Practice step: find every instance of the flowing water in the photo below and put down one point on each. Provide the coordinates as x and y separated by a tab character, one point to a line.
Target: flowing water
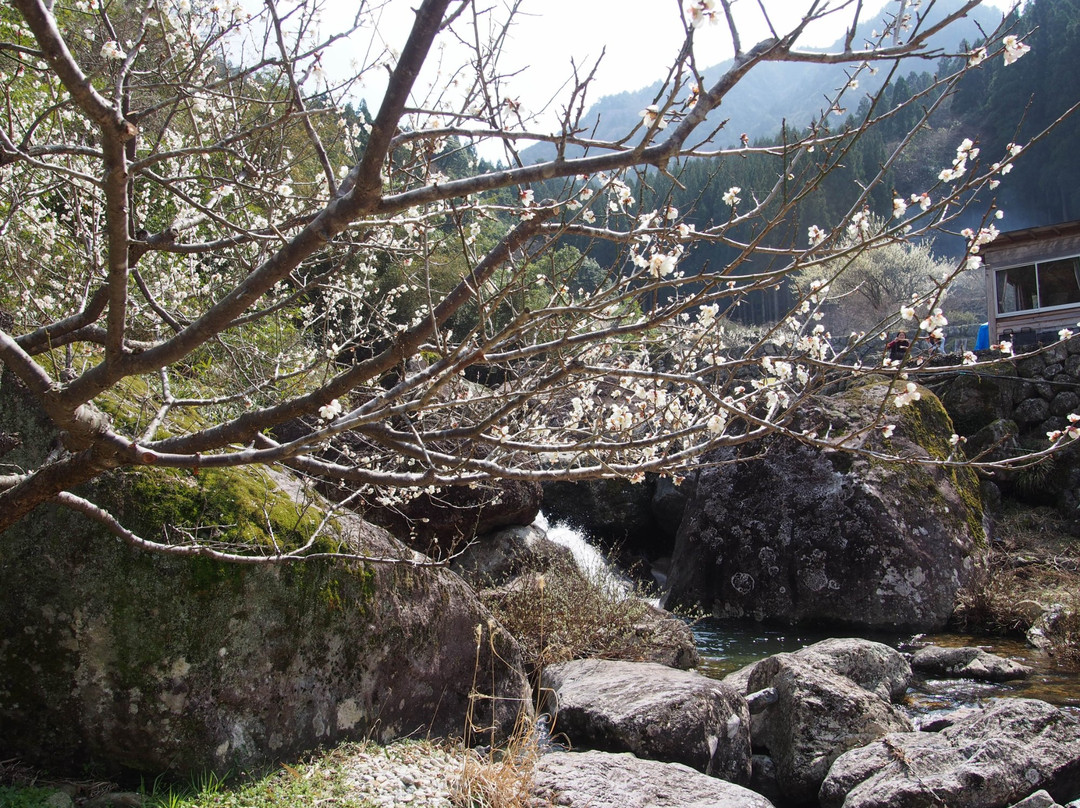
726	646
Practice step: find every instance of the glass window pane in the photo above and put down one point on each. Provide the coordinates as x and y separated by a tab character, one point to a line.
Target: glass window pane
1060	282
1016	290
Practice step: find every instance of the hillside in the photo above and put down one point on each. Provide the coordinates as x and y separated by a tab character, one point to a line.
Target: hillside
771	93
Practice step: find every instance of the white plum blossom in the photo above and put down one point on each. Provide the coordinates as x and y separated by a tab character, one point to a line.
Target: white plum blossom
1013	49
910	393
650	116
329	412
111	50
933	321
922	200
700	11
619	419
716	422
706	314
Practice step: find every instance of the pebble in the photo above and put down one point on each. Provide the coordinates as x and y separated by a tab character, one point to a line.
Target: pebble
420	776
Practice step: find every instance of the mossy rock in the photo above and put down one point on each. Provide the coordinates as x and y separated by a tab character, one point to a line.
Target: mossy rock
116	659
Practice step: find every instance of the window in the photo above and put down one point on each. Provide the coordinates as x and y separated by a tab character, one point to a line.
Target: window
1039	285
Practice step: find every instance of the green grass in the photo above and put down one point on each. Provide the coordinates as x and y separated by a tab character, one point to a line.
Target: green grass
12	796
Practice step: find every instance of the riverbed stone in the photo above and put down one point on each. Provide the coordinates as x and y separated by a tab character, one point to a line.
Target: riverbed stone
820	713
967	662
786	533
605	780
1039	799
652	711
1008	751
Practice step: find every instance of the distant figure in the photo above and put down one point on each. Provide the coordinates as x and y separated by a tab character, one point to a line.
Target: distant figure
899	348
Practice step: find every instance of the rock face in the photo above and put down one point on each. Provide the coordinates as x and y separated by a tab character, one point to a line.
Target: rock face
652	711
831	697
498	557
604	780
115	658
993	759
444	522
973	663
798	536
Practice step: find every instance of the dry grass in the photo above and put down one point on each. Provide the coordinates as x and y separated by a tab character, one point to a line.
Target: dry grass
500	778
567	614
1034	564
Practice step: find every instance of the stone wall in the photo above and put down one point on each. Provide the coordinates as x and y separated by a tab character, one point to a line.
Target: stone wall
1009	408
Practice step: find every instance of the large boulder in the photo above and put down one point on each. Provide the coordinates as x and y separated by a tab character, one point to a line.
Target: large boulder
112	657
115	658
652	711
443	522
826	701
605	780
786	533
993	759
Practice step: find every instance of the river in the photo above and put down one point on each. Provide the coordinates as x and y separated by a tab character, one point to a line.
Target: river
726	646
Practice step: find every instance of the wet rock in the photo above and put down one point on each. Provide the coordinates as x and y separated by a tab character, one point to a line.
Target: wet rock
1039	799
653	712
616	513
137	661
974	663
501	555
993	759
819	715
605	780
798	536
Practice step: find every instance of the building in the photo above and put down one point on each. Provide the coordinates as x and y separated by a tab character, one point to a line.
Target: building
1033	283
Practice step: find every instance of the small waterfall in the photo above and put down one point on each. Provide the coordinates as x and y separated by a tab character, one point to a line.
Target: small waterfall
588	557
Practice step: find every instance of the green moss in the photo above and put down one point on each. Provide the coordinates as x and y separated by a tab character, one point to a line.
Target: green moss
240	507
927	423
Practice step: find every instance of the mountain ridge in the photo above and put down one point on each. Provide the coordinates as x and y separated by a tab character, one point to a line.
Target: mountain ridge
772	93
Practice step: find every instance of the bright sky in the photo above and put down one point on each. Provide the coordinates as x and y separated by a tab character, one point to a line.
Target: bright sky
638	39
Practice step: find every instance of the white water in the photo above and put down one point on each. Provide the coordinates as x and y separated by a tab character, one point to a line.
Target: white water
588	557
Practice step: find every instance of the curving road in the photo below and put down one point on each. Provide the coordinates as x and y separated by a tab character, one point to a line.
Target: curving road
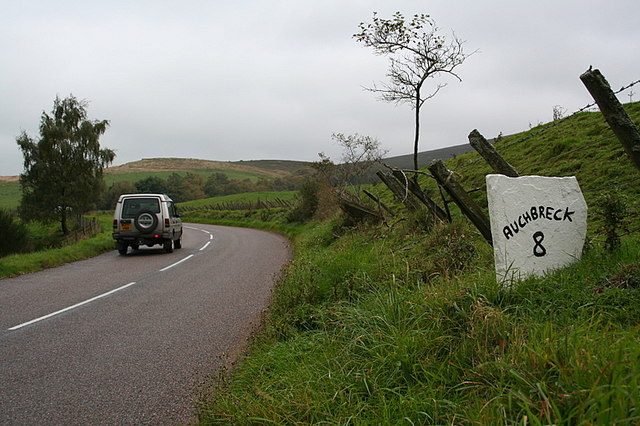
131	340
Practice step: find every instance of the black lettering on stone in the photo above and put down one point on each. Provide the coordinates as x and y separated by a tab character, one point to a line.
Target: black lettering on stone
538	248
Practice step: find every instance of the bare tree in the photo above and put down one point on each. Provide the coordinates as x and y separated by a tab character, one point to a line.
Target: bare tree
417	51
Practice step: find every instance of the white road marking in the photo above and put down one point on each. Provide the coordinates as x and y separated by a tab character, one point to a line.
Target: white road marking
71	307
177	263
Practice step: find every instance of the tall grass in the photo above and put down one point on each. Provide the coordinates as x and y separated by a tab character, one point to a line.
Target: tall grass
369	341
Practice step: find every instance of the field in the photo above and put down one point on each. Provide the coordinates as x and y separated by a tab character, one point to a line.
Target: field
164	167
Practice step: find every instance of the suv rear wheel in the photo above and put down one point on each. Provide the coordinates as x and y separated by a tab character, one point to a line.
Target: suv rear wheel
122	248
146	221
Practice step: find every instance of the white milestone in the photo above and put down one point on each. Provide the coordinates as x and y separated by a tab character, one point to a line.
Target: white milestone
538	224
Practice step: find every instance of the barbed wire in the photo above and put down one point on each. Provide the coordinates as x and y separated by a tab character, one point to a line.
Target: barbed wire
545	128
613	185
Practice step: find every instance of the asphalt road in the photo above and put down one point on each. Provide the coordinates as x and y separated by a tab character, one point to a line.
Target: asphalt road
132	339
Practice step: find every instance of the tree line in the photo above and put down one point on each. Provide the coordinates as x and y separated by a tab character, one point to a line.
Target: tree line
194	186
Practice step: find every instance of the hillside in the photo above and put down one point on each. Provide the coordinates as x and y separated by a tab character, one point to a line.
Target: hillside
264	168
404	323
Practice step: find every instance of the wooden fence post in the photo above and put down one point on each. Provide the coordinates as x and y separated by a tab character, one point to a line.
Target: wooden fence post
420	195
491	156
614	113
401	193
469	207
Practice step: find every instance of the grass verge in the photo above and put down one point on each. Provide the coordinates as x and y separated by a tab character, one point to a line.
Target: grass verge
373	327
18	264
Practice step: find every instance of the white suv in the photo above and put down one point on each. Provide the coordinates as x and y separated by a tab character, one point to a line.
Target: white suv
146	219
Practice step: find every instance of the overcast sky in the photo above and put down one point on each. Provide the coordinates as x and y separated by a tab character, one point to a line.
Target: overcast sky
273	79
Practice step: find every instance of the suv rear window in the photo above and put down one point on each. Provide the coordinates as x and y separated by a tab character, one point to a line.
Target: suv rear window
132	206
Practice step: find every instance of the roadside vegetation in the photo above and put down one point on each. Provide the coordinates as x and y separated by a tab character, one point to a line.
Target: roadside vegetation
389	323
402	321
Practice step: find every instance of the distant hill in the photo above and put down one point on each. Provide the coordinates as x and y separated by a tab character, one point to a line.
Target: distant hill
264	168
426	157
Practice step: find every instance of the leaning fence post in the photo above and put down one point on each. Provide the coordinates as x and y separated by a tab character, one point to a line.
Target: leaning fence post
491	156
420	195
614	113
445	179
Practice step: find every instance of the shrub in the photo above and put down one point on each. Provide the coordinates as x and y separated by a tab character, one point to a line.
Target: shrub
307	202
611	208
15	236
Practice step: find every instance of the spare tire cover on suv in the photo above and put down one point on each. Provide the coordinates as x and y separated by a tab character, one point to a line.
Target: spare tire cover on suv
146	221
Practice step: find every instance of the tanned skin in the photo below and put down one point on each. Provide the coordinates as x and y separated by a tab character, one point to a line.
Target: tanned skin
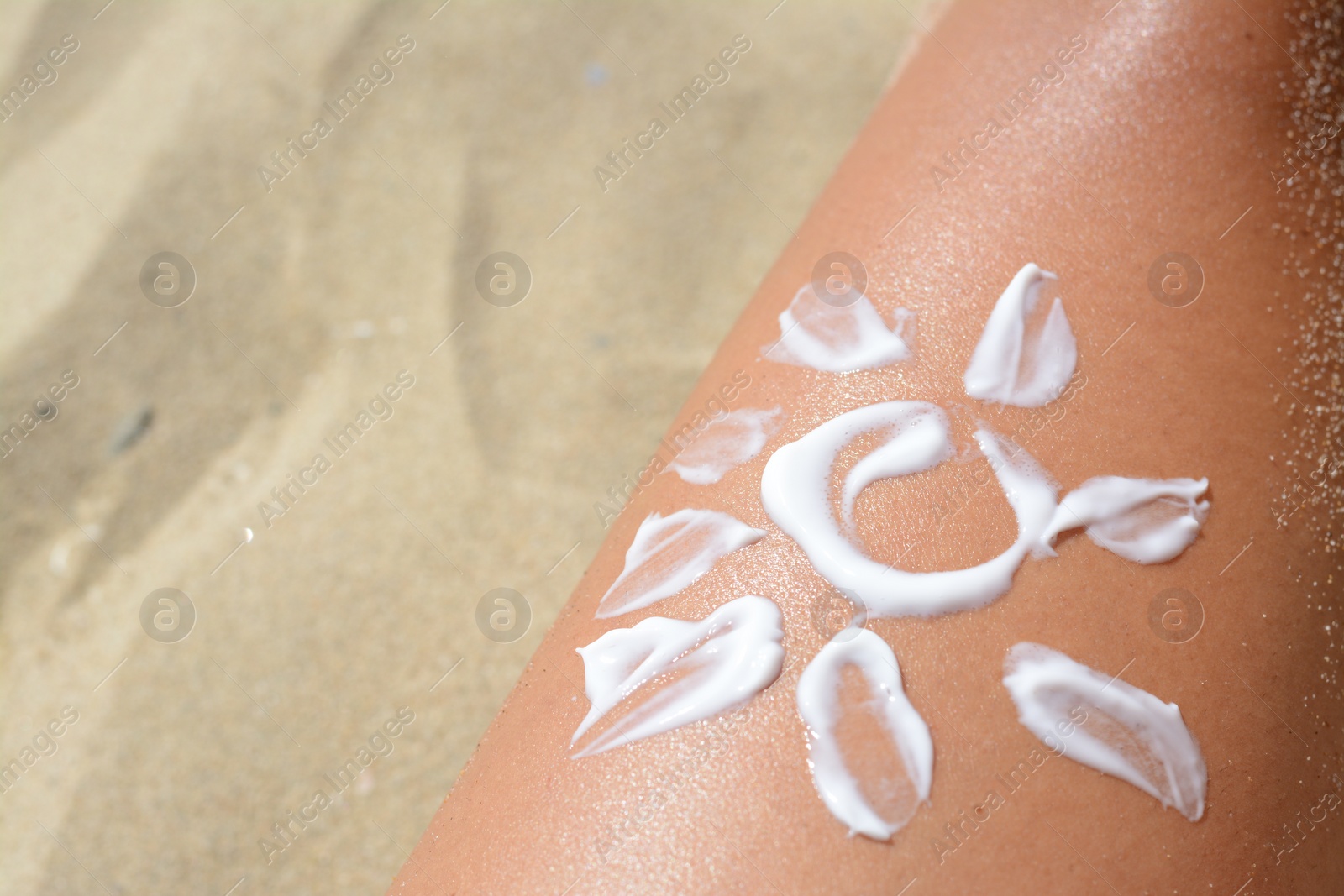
1159	134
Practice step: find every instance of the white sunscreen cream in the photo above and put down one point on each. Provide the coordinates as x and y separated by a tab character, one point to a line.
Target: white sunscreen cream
796	493
711	667
839	338
726	443
1128	734
1142	520
671	553
842	790
1012	365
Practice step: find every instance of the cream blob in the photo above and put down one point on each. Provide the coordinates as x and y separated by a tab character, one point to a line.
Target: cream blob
718	663
1018	367
1128	732
839	338
796	493
671	553
1142	520
840	789
726	443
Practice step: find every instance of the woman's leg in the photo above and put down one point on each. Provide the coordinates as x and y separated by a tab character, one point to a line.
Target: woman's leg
1095	143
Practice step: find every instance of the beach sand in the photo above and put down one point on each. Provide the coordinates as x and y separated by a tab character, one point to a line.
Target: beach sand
315	291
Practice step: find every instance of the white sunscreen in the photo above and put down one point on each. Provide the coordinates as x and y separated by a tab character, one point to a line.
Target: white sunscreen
840	789
718	663
1128	732
839	338
726	443
796	493
1012	365
1142	520
671	553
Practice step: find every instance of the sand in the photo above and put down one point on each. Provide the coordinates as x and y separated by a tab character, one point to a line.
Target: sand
315	291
☆ ☆ ☆
Give the count of lines in the data above that hold the string "below", with no additional words.

Answer section> 3